Items from a data source
= = = = =

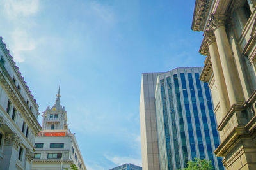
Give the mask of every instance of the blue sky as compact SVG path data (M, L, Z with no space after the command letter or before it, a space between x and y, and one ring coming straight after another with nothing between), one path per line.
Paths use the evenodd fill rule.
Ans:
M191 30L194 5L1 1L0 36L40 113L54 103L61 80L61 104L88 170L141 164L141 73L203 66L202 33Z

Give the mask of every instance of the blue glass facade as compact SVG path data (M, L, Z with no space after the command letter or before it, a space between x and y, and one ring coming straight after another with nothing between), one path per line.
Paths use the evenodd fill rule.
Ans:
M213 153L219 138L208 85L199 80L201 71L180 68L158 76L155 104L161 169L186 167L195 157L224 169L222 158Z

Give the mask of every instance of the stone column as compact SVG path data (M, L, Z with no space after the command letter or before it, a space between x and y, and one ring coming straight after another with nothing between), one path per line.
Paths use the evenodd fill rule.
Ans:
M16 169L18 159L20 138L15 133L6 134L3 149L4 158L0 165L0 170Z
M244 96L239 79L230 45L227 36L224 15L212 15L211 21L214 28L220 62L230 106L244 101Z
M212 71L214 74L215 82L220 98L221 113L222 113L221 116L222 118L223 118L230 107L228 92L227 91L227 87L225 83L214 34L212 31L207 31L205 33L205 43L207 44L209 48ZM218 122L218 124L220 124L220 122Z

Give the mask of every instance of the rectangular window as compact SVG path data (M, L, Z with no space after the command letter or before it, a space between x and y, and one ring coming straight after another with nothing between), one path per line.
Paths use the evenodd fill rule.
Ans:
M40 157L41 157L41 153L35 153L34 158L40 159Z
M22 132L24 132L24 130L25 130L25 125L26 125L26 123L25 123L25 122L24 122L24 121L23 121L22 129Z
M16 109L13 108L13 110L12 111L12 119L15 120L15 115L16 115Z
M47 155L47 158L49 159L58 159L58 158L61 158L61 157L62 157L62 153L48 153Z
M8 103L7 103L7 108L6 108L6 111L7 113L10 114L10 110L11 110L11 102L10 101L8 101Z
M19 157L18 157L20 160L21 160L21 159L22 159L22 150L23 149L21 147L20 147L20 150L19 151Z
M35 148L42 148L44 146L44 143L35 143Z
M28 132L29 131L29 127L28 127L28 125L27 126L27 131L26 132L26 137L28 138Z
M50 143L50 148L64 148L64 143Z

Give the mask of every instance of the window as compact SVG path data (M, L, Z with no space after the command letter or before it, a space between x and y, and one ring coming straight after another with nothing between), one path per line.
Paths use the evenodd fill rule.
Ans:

= = = = =

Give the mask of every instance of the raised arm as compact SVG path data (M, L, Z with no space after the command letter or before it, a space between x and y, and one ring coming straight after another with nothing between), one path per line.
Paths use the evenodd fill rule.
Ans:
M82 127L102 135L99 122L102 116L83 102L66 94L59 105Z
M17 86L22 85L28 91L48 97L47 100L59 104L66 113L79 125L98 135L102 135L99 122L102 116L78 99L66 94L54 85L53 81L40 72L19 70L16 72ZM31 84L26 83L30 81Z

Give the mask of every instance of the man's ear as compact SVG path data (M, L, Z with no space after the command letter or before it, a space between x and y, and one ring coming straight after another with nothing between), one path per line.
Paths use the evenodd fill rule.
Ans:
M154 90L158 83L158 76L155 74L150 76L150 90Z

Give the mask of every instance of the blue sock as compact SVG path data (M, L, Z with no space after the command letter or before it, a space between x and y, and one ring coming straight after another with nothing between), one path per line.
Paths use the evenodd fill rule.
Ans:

= = = = =

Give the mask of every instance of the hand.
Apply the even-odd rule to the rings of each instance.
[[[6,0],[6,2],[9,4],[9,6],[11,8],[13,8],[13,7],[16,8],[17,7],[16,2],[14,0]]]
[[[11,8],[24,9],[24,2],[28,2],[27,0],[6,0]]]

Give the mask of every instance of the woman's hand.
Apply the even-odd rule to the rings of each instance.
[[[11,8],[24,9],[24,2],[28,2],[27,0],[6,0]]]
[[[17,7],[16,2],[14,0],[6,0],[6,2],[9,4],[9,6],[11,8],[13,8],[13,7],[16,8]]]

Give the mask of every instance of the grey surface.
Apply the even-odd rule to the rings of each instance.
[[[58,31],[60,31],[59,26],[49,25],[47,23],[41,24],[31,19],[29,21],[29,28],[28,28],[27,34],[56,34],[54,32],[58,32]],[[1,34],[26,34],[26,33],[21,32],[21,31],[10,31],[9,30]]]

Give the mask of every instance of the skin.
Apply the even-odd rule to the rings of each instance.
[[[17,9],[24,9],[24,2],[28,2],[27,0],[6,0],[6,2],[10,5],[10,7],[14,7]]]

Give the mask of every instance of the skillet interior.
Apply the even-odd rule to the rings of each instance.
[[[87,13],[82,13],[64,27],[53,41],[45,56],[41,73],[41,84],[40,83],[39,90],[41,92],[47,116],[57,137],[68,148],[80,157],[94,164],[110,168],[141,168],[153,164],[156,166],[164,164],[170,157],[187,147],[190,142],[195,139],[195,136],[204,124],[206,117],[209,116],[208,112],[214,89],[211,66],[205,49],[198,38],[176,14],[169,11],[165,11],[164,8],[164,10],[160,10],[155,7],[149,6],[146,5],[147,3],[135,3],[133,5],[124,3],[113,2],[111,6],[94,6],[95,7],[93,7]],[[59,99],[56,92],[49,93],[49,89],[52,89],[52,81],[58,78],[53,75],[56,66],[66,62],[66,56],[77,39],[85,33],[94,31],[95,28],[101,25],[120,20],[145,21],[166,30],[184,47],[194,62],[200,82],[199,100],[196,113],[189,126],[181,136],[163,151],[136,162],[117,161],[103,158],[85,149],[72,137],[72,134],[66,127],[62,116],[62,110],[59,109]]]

= = = = =

* [Instruction] Can you write out again, unchanged, everything from the line containing "Give the mask of every instance of the rectangular" down to the line containing "M40 157L41 157L41 153L35 153L34 158L40 159Z", with both of those lines included?

* [Result of the exercise]
Give the mask of every instance of the rectangular window as compact SVG path data (M, L, Z with no space after the command letter or before it, a space between x and y, and one ring coming straight after another with nothing between), one path per line.
Paths use the evenodd fill rule.
Ans:
M40 157L41 157L41 153L35 153L34 158L40 159Z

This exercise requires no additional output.